▶ _Problem statement_
Revise the material from the line containing "Dear assistant, the user would like the asphalt" down to the line containing "[617,65,654,106]", swapping "rooftop antenna" for "roof antenna" and leaving everything else the same.

━━━

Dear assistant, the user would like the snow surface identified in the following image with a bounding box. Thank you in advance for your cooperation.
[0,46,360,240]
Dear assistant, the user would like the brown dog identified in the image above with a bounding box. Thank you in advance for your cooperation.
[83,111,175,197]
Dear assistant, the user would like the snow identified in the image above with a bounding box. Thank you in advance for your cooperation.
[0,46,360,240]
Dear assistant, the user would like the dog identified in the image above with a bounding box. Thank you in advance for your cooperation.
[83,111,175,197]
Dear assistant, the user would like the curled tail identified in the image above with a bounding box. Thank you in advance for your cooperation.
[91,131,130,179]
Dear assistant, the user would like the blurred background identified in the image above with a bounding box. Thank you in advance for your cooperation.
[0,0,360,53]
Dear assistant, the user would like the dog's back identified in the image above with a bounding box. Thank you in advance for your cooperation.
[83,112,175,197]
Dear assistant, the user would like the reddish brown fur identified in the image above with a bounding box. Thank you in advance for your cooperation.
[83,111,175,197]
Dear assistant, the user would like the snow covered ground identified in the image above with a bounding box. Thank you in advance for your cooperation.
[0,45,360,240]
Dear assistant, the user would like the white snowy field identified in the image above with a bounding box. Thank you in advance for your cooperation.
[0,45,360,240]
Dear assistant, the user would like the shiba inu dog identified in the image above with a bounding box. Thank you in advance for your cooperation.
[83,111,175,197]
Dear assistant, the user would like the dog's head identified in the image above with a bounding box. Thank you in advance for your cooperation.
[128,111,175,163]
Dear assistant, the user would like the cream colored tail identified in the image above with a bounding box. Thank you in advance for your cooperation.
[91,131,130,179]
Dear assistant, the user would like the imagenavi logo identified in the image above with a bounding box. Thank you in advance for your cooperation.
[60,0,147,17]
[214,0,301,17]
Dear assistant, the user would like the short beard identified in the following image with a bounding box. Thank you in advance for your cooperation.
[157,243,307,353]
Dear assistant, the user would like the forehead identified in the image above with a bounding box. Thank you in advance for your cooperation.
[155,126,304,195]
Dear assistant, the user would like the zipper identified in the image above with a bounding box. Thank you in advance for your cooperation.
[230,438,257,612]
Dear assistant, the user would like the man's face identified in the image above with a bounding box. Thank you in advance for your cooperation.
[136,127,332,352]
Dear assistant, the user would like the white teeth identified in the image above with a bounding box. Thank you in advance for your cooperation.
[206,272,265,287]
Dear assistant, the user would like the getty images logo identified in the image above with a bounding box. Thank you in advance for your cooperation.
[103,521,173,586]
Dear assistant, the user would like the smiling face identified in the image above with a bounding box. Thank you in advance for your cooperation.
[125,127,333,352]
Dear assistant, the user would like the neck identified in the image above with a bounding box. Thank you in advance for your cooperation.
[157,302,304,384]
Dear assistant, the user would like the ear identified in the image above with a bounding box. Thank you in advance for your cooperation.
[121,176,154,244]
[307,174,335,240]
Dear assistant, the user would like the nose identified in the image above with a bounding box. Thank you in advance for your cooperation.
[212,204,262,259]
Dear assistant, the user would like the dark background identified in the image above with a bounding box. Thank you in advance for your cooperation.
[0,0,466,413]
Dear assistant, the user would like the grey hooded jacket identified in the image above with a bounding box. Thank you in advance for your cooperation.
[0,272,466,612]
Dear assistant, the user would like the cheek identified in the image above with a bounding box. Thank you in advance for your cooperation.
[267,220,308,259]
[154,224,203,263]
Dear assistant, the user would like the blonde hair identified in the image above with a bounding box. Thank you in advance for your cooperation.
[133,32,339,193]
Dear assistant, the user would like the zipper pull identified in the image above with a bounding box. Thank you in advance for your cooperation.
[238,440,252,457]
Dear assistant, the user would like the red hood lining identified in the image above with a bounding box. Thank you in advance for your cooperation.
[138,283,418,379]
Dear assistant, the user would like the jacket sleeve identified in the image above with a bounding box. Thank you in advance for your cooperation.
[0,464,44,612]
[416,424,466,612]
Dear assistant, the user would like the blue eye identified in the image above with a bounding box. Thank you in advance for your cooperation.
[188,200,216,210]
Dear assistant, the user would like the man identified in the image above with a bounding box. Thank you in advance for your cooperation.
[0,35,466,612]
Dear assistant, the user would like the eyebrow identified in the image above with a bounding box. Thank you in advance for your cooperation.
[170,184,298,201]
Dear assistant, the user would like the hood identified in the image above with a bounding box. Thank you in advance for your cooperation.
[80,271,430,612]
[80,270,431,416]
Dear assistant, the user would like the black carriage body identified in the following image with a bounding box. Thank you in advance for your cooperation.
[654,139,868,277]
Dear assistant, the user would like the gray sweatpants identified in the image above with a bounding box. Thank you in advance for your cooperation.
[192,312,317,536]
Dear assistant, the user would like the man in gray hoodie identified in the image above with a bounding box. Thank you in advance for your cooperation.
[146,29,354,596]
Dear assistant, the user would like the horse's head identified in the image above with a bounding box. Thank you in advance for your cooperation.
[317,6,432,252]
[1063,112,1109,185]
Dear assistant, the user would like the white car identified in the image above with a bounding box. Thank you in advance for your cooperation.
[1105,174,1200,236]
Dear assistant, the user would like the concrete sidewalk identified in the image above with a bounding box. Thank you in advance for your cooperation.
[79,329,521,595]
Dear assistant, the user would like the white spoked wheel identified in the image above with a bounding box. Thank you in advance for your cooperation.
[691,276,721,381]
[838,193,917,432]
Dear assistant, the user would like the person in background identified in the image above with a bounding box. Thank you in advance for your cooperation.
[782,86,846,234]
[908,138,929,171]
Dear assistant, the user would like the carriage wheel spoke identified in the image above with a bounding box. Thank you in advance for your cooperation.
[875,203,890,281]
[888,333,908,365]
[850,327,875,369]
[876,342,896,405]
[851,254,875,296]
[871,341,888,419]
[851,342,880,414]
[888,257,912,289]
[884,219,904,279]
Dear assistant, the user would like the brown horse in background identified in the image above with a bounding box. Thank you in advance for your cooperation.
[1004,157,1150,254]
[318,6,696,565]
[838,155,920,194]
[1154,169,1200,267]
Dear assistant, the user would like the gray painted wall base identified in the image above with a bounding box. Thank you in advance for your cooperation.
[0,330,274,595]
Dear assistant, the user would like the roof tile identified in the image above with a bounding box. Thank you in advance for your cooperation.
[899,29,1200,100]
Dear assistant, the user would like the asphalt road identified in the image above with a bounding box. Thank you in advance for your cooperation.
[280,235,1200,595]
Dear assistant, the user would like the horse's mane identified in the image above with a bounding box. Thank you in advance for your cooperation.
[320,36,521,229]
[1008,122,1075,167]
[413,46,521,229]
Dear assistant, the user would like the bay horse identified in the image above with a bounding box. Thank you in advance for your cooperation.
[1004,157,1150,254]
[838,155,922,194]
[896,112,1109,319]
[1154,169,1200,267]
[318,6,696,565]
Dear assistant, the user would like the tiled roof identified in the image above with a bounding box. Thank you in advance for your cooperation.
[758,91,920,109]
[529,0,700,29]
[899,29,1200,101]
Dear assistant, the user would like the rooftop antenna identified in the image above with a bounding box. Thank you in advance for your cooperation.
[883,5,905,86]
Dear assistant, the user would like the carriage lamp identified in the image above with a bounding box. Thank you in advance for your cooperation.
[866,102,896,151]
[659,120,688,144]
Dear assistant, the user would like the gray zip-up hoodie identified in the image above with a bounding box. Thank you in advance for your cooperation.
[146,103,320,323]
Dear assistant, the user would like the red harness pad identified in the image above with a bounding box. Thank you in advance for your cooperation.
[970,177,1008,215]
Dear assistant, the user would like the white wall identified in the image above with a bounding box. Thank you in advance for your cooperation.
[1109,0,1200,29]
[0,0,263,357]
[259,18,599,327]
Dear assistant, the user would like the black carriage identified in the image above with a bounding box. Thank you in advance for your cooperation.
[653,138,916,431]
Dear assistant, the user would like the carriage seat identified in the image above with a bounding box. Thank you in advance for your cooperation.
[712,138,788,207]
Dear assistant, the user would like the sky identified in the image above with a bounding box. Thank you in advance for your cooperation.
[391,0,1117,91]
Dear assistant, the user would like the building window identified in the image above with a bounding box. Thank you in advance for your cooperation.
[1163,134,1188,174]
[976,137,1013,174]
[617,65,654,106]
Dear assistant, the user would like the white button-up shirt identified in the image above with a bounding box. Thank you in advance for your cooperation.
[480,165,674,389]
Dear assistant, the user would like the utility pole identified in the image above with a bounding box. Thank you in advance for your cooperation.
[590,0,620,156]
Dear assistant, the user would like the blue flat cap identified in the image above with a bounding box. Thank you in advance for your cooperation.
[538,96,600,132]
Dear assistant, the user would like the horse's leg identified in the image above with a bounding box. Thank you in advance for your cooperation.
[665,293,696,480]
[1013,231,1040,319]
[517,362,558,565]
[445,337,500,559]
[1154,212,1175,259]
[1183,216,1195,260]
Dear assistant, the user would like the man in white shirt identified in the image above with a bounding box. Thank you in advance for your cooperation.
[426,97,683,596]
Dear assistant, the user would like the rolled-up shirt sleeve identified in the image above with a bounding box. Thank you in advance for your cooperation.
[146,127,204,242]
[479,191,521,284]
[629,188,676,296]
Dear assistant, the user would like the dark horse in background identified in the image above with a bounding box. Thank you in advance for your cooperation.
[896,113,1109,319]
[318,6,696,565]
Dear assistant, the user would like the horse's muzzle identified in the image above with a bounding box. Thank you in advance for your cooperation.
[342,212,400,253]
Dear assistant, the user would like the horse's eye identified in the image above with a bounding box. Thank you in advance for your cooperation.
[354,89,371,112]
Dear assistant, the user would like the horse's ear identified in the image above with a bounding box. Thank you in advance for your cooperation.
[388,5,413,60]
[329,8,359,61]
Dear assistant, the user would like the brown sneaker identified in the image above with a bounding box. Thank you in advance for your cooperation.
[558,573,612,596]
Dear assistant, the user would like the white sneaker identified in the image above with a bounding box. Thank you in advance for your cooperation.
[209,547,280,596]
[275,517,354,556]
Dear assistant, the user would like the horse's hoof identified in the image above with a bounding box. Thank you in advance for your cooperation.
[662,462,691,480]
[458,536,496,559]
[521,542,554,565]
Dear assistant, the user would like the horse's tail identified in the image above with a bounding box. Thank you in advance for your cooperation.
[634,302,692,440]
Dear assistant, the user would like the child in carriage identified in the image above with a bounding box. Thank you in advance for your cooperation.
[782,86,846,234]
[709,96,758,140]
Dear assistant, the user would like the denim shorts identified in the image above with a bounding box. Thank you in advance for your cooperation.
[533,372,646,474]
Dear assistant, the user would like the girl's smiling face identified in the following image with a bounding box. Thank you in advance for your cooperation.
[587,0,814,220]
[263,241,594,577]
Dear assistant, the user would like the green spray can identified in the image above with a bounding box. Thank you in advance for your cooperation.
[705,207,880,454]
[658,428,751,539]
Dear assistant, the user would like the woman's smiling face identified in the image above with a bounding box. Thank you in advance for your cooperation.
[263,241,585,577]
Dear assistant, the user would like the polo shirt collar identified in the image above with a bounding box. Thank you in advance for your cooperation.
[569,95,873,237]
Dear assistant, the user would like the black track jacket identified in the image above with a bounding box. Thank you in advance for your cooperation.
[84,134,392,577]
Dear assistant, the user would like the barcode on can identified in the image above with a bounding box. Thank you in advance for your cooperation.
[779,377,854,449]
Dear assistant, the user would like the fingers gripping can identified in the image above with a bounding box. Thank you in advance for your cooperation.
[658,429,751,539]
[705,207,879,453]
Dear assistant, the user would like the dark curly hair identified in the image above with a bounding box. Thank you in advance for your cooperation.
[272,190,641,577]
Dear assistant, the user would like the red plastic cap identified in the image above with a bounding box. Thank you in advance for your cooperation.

━━━

▶ _Exercise response_
Dear assistant, the user would like the asphalt road identified in the image above with a bounding box. Thank you in advance for your cooperation.
[280,235,1200,595]
Dear assistant, the user would like the horse's mane identified in the image above with a bounding box. Thank you in advance for your cooperation.
[320,36,521,229]
[1008,122,1075,167]
[413,46,521,229]
Dear assistant, the user would like the bay horse identified in the image above with a bounding box. Thank you in advance for your cooperation.
[1004,157,1150,254]
[838,155,922,194]
[896,112,1109,319]
[1154,169,1200,267]
[318,6,696,565]
Dear assistant, the user would like the tiled roof identified in the image above with a bounding box. Thank you in advance for your cooperation.
[758,91,920,109]
[529,0,700,29]
[899,29,1200,101]
Dear assistant, the user would like the roof antenna identified in the image above with a bounding box. Thank you in advance for your cooperation.
[883,5,905,86]
Dear assistant, the user would like the carriage lamp identified in the image above with a bounding box. Thank you in advance for your cooperation.
[866,102,896,151]
[659,120,688,144]
Dear assistant, the user would like the gray zip-up hoodie identified in the image above with a bounding box. Thank you in advance for your cooperation.
[146,103,320,323]
Dear assistant, the user would like the red harness pad identified in the image above with a bounding box. Thank you in advance for your cooperation.
[970,177,1008,215]
Dear assistant, the user would like the white wall identified in the image above with a bounding box. Thank you in advance for your cooperation.
[1109,0,1200,29]
[0,0,263,357]
[259,18,599,327]
Dear assistant, the user would like the black carriage identified in the image above with a bounding box. Thank you in advance for your cooperation.
[653,138,916,431]
Dear assistant, the user would like the carriage seat identified in the image above with a bounding box. Thank you in advance for your cooperation.
[712,138,788,207]
Dear assistant, the user would like the sky identified in the image above with a bounding box. Thank you in advance for your cooperation.
[391,0,1117,91]
Dear assistant, the user would like the building window identified in the image above with a bounding box. Thank you in advance for your cooperation.
[1163,134,1188,174]
[976,137,1013,174]
[617,65,654,106]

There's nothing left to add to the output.